* [SUPPLIED PASSAGE]
Start

Re: [PATCH linux next] tools/accounting/delaytop: add delaytop to record top-n task delay

Posted by Andrew Morton 3 months, 2 weeks ago

On Thu, 19 Jun 2025 21:18:43 +0800 (CST) <jiang.kun2@zte.com.cn> wrote:

> From: Yaxin Wang <wang.yaxin@zte.com.cn>
> 
> Problem
> =======
> The "getdelays" can only display the latency of a single task
> by specifying a PID, but it has the following limitations:
> 1. single-task perspective: only supports querying the
> latency (CPU, I/O, memory, etc.) of an individual task via
> PID and cannot provide a global analysis of high-latency
> processes across the system.
> 2. lack of High-Latency process awareness: when the overall
> system latency is high (e.g., a spike in CPU latency), there
> is no way to quickly identify the top N processes contributing
> to the highest latency.
> 3. poor interactivity: It lacks dynamic sorting and refresh
> capabilities (similar to top), making it difficult to monitor
> latency changes in real time.
> 
> Solution
> ========
> To address these limitations, we introduce the "delaytop" with
> the following capabilities:
> 1. system view: monitors latency metrics (CPU, I/O, memory, IRQ,
> etc.) for all system processes
> 2. supports field-based sorting (e.g., default sort by CPU latency
> in descending order)
> 3. dynamic interactive interface:
> focus on specific processes with --pid;
> limit displayed entries with --processes 20;
> control monitoring duration with --iterations;
> 
> Use case
> ========
> bash# ./delaytop

Looks nice, thanks.

End

* [INFORMATION PROVIDED]
Start

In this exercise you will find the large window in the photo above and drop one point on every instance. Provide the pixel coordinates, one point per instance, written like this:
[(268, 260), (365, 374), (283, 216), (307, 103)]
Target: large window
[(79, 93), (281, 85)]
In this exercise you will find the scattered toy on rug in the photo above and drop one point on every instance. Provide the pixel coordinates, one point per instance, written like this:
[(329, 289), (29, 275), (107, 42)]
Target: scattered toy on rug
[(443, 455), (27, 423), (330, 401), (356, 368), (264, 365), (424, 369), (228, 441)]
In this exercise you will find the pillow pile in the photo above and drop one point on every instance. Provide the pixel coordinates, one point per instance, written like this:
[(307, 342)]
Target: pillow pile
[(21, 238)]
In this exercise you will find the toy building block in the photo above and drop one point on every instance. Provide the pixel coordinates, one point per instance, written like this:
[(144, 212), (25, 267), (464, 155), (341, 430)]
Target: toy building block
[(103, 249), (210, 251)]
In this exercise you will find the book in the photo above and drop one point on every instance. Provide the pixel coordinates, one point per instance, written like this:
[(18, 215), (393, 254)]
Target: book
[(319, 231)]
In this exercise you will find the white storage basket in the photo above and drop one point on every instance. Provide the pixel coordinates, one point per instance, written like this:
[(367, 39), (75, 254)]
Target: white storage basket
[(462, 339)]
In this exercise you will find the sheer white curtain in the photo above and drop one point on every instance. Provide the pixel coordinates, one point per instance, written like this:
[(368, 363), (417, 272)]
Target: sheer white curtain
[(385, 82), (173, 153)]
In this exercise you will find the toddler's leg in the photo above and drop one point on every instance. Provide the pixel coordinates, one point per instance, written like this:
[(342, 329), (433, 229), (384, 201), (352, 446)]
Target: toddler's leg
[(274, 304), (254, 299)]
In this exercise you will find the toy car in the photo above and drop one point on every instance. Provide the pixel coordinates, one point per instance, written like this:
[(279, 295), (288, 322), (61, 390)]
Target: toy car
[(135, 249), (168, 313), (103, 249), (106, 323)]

End

* [WRITTEN TASK]
Print word for word the part of the delaytop patch reply that begins at the words "Posted by Andrew" and ends after the words "across the system.".

* [TASK RESPONSE]
Posted by Andrew Morton 3 months, 2 weeks ago

On Thu, 19 Jun 2025 21:18:43 +0800 (CST) <jiang.kun2@zte.com.cn> wrote:

> From: Yaxin Wang <wang.yaxin@zte.com.cn>
> 
> Problem
> =======
> The "getdelays" can only display the latency of a single task
> by specifying a PID, but it has the following limitations:
> 1. single-task perspective: only supports querying the
> latency (CPU, I/O, memory, etc.) of an individual task via
> PID and cannot provide a global analysis of high-latency
> processes across the system.